The lines from the start of the listing through the line containing "bare tree trunk" should be printed exactly, and no other lines should be printed.
• • • • •
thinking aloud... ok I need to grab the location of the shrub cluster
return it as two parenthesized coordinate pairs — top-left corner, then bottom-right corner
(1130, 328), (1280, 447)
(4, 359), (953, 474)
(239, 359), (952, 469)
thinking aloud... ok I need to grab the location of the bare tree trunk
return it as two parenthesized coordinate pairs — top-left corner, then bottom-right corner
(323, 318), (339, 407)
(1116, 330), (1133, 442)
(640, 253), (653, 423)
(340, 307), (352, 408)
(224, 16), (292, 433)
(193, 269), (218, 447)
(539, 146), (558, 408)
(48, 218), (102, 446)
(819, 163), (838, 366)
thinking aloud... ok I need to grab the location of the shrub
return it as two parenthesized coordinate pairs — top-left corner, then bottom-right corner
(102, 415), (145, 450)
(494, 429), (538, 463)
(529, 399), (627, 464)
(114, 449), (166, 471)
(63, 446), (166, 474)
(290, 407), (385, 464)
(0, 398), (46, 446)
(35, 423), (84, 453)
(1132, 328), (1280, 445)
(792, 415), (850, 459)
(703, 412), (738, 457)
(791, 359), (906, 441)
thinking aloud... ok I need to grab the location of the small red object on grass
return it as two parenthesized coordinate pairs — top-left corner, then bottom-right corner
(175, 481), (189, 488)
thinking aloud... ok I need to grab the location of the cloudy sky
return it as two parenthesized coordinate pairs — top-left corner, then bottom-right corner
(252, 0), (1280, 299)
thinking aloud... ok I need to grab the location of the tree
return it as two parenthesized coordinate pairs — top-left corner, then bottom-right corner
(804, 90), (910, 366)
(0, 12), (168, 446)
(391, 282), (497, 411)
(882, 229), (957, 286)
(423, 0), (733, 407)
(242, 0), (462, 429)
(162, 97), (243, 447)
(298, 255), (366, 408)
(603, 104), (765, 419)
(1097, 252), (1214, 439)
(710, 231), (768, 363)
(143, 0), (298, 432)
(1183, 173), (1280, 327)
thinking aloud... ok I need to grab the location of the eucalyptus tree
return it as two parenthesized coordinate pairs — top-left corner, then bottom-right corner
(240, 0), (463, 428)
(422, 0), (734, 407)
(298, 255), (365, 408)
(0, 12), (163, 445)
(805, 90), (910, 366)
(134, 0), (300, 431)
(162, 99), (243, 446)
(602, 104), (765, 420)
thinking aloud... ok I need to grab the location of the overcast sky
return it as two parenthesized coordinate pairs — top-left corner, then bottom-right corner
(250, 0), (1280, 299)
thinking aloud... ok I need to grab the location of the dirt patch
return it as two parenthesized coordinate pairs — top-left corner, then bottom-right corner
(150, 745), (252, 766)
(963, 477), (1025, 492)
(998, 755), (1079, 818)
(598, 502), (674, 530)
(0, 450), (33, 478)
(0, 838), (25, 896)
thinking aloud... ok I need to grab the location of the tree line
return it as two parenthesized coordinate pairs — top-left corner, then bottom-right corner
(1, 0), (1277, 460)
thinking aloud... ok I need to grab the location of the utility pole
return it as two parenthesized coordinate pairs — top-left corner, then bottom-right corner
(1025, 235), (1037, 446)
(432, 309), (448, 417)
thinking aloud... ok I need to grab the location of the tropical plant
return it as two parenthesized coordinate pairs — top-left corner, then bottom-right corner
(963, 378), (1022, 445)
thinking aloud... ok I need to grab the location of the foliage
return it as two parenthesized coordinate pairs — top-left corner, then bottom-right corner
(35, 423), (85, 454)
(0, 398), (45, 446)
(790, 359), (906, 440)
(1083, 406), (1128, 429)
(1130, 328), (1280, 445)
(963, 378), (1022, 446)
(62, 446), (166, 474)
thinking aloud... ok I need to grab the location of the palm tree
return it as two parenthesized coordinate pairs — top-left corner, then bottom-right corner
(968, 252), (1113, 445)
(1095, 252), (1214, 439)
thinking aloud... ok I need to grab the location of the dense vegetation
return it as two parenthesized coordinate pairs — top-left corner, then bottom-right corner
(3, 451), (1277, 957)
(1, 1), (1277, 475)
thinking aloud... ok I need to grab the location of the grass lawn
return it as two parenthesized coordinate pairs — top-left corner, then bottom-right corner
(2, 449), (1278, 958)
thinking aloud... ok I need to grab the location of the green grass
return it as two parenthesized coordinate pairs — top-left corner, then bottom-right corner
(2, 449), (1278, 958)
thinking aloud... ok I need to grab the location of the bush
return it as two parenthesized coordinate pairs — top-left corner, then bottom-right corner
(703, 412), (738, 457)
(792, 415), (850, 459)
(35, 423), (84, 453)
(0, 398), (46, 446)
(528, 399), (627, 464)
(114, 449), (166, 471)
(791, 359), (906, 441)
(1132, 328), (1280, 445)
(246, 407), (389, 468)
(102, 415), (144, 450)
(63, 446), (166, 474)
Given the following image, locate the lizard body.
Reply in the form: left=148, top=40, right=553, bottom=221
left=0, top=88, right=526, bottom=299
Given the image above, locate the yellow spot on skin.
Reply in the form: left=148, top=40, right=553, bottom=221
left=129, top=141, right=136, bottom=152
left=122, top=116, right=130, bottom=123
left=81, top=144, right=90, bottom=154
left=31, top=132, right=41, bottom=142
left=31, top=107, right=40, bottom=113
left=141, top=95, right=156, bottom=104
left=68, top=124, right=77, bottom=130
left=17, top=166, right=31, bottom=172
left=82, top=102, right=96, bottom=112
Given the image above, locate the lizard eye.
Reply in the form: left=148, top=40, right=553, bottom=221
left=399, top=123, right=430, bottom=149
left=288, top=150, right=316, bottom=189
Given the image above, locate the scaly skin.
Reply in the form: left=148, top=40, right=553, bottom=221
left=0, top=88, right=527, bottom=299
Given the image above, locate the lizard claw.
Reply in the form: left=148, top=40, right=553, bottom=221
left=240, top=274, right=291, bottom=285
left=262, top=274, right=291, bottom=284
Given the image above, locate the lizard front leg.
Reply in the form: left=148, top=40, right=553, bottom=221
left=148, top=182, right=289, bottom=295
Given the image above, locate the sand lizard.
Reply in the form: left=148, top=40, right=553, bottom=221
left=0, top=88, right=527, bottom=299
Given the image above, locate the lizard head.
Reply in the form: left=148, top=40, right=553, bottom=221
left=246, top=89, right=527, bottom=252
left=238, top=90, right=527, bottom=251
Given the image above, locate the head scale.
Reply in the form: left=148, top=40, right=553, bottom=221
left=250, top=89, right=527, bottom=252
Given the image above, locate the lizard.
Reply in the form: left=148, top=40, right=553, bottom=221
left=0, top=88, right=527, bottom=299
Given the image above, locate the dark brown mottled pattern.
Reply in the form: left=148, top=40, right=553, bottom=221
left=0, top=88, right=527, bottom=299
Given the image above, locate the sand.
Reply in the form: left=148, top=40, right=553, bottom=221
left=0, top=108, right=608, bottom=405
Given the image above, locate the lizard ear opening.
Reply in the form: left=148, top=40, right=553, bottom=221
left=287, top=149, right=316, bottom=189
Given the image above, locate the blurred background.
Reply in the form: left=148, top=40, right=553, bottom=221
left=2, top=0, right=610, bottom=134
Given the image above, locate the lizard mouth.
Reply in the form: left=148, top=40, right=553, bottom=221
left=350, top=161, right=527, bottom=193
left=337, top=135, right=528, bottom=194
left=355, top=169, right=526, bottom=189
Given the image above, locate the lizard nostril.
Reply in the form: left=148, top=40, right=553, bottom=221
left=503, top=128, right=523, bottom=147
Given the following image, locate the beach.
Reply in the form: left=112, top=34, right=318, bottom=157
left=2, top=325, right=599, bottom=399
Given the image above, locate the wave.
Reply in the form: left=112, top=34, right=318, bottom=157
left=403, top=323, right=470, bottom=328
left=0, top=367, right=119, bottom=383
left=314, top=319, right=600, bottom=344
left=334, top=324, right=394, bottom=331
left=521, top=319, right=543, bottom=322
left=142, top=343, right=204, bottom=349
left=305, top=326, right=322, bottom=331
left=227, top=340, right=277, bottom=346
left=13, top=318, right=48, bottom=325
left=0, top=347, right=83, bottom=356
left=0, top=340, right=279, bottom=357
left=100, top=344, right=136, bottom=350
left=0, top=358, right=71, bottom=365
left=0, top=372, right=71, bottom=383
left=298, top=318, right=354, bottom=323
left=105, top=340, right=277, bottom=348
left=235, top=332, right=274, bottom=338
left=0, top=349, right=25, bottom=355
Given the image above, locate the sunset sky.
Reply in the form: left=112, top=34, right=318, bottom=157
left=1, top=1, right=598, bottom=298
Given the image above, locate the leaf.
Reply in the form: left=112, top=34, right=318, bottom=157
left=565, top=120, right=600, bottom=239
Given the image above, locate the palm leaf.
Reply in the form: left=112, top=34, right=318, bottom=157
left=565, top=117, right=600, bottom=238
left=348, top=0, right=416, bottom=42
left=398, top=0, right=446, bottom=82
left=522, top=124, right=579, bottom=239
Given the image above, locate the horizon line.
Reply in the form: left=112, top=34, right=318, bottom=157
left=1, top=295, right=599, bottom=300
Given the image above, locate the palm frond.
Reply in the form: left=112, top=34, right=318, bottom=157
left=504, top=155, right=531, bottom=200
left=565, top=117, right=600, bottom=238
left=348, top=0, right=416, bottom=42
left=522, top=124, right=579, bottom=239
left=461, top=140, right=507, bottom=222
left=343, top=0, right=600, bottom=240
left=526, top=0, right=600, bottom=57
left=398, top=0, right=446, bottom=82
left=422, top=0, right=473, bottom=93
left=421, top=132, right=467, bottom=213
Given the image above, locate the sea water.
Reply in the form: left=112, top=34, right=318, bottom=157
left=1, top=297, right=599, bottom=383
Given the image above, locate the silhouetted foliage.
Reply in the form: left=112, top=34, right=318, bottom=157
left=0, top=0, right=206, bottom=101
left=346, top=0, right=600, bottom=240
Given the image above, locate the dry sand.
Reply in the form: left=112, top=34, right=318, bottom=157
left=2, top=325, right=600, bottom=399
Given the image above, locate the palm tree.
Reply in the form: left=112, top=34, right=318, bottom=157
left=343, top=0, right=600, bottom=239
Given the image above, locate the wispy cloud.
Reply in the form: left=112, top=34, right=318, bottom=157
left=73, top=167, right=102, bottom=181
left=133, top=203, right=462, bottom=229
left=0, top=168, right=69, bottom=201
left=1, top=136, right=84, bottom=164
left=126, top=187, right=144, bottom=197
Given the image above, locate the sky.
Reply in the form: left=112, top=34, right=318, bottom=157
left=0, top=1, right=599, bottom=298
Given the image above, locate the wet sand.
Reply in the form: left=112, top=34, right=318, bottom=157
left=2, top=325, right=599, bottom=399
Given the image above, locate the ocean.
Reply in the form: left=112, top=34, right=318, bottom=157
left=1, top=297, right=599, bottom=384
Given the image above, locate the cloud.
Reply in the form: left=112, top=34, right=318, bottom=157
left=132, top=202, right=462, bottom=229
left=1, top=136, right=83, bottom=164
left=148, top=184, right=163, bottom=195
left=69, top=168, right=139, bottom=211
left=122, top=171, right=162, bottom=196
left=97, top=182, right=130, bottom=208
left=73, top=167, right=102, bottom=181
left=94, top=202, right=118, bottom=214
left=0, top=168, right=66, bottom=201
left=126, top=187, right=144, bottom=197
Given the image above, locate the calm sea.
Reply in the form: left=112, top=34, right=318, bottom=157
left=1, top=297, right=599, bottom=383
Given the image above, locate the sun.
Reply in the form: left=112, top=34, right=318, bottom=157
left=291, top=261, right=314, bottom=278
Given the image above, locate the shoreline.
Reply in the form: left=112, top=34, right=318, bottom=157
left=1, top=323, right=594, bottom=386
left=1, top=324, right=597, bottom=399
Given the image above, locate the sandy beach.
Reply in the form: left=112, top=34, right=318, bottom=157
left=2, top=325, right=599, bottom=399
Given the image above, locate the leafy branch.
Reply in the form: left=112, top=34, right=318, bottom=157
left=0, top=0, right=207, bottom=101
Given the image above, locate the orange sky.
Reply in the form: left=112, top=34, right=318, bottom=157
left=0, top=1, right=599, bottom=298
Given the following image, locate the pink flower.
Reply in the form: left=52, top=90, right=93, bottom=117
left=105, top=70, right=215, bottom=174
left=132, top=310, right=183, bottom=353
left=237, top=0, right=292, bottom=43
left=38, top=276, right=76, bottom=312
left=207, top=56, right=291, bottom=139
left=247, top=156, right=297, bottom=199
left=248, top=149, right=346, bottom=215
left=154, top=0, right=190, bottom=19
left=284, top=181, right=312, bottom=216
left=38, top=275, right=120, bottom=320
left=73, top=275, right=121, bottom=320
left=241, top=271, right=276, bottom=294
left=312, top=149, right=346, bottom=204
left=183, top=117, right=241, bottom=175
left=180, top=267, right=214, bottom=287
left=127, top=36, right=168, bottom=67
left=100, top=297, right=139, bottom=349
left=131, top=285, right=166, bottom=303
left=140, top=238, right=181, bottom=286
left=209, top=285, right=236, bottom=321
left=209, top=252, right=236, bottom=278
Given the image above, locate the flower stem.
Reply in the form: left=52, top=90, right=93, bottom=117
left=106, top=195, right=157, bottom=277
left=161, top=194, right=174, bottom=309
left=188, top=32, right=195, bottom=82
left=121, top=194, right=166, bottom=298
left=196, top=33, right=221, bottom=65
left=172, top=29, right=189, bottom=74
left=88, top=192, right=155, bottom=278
• • • • •
- **Answer to this task**
thinking aloud... ok I need to grab the location of the shrub cluster
return it as two parenthesized coordinate pairs — top-left corner, then bottom-right corner
(1130, 328), (1280, 447)
(4, 359), (953, 474)
(239, 359), (952, 469)
thinking aloud... ok I need to grab the location of the bare tree trunk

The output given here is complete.